§ Description of the task
Your output must be the line containing "the man's arm" followed by every later line in the entries below, all copied exactly.

Stored entries:
★ ★ ★

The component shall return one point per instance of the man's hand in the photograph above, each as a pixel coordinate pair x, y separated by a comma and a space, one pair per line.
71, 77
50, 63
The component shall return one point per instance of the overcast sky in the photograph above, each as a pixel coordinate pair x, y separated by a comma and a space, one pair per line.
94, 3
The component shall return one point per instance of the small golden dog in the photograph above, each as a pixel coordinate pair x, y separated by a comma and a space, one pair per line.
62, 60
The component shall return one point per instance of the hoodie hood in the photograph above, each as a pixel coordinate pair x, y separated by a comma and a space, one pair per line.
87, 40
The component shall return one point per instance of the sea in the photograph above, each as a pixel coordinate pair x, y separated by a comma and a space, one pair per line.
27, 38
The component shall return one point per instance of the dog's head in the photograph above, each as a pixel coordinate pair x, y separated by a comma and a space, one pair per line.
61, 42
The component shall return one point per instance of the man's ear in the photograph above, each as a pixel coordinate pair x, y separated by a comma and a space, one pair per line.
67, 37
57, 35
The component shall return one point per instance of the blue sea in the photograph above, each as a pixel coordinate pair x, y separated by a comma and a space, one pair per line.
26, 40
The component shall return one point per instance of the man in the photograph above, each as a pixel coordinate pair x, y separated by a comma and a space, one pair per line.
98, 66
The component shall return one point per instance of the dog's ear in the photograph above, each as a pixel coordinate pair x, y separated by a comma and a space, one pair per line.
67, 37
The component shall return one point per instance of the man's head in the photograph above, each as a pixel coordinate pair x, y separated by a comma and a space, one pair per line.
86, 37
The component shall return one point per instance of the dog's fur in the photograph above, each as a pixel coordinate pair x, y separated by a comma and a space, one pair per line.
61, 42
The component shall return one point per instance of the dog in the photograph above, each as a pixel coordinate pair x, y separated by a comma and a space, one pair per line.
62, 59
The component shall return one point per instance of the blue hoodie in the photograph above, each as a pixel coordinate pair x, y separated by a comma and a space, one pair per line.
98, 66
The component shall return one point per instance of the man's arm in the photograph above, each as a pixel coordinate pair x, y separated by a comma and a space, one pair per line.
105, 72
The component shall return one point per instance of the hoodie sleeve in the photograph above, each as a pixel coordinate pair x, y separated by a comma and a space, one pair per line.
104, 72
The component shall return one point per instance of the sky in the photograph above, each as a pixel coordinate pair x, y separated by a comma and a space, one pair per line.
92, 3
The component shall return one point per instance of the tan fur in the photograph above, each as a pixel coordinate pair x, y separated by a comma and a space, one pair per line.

★ ★ ★

§ Output
The component shall return one point per instance of the man's arm in the photograph above, each as a pixel coordinate pair x, y separated by a comma and a space, one pair per line.
105, 72
The component shall return one point per instance of the hoodie sleeve in the photograph above, each as a pixel coordinate pair x, y separated by a comma and a space, one pair per line.
104, 72
The component shall return one point per instance of the sky in the photograph above, each as a pixel coordinate pair x, y separated by a comma and a space, one pair per line.
92, 3
The component shall return one point per instance of the tan fur in the photograph above, each as a pixel coordinate pair x, y separated by a comma and a space, one pair per line.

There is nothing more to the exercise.